▸ Exercise requirements
Match the word "white". Return each line of the data below where it appears.

- - - -

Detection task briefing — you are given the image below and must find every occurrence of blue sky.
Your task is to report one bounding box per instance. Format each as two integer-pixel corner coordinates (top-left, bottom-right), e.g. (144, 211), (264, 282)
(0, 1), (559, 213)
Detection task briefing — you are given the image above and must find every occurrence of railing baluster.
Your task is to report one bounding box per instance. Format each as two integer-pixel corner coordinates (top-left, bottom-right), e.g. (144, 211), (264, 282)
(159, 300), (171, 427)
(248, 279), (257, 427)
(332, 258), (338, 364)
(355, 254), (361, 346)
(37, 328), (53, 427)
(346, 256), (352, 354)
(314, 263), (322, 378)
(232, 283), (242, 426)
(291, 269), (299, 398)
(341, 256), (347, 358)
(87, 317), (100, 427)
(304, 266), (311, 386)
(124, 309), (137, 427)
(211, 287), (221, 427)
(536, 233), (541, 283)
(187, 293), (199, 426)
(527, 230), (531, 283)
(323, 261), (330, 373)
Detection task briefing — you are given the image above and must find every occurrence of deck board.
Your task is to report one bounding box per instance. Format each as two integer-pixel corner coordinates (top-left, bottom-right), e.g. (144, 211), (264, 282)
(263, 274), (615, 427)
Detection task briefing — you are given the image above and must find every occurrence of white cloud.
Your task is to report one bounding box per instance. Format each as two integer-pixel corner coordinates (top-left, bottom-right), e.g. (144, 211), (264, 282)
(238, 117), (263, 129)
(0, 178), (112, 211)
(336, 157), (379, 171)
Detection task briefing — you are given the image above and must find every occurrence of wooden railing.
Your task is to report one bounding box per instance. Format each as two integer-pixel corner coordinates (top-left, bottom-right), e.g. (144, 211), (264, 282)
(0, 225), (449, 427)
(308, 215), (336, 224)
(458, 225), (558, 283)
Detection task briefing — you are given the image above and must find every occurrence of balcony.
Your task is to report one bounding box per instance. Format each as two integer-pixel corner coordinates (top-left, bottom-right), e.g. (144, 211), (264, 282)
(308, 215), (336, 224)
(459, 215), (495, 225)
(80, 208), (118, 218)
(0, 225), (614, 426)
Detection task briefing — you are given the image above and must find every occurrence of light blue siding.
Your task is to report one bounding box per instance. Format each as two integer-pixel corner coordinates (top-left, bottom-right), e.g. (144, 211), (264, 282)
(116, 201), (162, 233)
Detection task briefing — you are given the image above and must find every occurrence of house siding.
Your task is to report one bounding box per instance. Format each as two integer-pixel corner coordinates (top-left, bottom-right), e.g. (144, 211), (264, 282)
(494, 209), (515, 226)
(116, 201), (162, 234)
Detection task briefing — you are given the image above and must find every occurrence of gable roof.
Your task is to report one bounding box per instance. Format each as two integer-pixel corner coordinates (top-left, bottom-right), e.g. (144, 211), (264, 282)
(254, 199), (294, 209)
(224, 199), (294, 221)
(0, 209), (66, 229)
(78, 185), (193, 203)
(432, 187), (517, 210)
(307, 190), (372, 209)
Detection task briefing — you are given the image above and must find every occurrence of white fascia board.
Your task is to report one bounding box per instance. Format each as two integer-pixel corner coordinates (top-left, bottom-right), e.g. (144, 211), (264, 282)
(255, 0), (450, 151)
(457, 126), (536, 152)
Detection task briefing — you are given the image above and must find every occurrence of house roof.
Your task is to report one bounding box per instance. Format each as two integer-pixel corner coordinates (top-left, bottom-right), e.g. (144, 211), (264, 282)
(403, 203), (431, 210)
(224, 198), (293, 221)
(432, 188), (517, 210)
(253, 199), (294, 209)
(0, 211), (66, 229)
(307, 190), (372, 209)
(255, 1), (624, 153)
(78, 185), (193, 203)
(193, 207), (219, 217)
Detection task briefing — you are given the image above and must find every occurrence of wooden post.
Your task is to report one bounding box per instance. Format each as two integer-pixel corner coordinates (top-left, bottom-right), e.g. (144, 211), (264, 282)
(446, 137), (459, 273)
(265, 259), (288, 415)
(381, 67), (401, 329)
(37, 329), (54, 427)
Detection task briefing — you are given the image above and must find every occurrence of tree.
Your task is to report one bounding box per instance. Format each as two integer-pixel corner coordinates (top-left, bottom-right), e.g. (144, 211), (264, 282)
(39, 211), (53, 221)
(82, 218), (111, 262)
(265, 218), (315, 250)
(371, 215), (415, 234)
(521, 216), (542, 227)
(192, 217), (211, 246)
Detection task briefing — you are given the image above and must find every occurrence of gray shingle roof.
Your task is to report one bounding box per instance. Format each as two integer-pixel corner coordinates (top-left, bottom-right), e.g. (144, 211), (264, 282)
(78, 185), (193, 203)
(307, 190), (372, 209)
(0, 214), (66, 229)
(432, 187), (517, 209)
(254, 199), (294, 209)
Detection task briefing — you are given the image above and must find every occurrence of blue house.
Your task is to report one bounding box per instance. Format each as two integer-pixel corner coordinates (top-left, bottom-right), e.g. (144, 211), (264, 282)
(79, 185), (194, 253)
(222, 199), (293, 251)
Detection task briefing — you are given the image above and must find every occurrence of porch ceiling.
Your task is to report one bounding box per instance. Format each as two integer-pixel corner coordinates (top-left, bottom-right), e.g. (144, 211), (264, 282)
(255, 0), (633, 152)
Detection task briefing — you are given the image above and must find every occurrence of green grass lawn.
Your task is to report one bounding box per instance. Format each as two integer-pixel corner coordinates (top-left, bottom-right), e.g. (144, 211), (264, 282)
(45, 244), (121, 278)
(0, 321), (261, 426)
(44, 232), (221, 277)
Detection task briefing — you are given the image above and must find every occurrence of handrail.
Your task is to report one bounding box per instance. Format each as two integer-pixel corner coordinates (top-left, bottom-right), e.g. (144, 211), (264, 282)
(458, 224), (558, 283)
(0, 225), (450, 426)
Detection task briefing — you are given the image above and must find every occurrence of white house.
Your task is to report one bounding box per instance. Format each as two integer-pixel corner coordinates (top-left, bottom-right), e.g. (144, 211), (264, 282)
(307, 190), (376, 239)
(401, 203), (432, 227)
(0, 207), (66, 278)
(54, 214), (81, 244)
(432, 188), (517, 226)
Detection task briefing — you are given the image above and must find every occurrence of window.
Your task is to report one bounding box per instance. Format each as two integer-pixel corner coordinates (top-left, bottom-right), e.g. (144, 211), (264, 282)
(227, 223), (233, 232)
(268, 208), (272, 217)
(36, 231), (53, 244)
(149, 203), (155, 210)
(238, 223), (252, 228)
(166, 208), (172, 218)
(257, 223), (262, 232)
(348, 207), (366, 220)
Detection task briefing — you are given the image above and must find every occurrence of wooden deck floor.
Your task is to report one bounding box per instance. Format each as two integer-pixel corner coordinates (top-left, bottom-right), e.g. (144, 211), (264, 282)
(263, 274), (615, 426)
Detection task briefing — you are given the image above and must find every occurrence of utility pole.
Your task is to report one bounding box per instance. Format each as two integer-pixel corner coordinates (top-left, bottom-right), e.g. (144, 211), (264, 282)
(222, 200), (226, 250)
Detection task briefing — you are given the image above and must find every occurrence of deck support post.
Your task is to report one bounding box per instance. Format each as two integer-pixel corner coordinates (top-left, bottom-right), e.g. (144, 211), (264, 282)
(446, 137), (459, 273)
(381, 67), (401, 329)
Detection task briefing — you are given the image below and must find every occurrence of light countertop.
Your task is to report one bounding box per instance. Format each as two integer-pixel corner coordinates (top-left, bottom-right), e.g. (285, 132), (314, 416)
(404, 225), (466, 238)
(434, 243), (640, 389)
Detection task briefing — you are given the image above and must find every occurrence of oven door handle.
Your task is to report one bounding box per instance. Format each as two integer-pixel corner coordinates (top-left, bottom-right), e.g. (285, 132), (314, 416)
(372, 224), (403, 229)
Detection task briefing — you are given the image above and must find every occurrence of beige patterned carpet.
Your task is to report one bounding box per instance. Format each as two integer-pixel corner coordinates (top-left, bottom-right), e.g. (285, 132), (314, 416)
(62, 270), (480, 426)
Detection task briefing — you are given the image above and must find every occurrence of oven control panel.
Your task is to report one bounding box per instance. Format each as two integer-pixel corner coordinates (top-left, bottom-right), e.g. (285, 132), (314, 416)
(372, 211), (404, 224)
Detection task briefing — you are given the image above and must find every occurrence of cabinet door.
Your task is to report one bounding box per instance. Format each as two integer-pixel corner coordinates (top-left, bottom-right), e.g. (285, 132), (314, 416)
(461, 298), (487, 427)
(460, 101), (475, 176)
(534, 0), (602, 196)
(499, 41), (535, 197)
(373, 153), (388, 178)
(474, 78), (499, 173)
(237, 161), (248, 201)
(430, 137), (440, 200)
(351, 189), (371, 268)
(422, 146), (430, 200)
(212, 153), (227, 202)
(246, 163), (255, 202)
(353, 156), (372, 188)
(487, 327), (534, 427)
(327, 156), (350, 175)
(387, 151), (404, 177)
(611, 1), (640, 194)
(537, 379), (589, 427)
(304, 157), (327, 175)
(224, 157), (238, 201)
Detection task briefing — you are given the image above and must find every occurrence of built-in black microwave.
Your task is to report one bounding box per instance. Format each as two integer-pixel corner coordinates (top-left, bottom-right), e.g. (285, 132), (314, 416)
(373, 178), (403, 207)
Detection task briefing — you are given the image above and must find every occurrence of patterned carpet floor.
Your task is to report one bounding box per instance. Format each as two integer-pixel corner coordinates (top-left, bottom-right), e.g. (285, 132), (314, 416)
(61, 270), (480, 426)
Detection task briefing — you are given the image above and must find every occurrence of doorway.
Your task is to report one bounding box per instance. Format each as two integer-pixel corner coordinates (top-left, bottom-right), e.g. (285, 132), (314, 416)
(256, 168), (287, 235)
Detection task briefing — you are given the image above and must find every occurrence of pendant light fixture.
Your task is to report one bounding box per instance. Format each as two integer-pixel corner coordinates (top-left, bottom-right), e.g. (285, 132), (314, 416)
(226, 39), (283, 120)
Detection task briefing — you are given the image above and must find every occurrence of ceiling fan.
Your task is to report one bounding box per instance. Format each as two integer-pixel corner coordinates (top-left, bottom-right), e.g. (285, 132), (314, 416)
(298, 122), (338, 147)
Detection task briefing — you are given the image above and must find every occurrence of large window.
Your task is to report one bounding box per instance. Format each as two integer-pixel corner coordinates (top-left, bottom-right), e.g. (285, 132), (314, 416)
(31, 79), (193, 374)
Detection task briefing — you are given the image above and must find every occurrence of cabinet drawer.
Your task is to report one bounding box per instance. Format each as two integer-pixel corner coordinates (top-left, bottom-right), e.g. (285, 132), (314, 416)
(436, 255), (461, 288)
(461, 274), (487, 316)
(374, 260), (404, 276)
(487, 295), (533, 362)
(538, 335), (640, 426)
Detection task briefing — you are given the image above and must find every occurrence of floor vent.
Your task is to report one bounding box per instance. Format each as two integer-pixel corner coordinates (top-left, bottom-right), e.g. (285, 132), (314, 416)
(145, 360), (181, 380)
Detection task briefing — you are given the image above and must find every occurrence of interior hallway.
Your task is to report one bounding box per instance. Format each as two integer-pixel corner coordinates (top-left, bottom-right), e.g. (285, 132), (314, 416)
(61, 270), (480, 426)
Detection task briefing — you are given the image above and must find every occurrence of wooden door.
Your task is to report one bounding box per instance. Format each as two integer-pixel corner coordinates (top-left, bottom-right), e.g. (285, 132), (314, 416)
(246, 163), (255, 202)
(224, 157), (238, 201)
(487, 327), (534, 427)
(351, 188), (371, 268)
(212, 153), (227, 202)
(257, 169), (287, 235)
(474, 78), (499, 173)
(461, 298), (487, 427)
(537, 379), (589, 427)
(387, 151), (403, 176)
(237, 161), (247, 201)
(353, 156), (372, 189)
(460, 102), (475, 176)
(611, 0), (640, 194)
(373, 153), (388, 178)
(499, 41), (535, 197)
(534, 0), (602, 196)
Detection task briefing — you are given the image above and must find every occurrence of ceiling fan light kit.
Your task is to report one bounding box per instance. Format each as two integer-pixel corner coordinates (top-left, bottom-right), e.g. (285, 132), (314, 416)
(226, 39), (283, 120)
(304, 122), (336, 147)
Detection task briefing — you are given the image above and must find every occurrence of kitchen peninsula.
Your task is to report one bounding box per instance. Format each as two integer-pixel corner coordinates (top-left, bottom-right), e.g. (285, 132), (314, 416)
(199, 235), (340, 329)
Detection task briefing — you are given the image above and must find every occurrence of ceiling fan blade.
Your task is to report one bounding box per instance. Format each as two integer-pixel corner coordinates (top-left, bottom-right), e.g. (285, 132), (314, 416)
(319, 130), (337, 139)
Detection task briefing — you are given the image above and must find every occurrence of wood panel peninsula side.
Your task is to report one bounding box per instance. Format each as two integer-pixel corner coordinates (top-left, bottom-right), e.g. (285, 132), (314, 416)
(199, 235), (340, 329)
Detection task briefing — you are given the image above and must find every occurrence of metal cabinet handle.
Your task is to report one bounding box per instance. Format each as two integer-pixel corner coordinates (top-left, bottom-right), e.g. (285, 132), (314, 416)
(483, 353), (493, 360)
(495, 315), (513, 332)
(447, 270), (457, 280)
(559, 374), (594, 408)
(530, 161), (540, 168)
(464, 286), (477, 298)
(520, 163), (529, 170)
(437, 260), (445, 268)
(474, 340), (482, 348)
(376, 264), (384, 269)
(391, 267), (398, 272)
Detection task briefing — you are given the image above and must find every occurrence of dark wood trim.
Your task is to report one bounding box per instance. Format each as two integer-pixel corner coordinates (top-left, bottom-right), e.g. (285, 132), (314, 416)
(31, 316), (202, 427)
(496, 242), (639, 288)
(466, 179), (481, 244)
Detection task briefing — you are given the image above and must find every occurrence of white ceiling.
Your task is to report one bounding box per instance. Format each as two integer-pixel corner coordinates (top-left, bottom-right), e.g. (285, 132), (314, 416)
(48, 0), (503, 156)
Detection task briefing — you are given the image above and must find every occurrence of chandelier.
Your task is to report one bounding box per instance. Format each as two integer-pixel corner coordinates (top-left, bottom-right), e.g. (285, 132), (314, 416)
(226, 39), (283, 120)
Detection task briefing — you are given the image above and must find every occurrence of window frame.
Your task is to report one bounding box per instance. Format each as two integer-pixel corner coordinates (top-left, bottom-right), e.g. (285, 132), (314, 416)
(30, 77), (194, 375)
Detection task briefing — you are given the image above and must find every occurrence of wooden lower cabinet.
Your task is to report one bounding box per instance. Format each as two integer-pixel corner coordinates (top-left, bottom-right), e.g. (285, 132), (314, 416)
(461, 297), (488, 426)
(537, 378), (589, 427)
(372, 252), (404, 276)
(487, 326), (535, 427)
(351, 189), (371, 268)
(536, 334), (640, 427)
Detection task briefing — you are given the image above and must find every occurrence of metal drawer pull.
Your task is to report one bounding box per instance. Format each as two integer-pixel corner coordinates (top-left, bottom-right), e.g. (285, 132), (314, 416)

- - - -

▸ Your solution
Detection task briefing — you are given the image above and must find every occurrence of white cloud.
Detection task briefing — you are given the image above and must find every occurrence of white fascia board.
Detection task briefing — you are given the image above and must find every occurrence of white house.
Detection task briefing — you are given the image above and must find every occurrence of white ceiling.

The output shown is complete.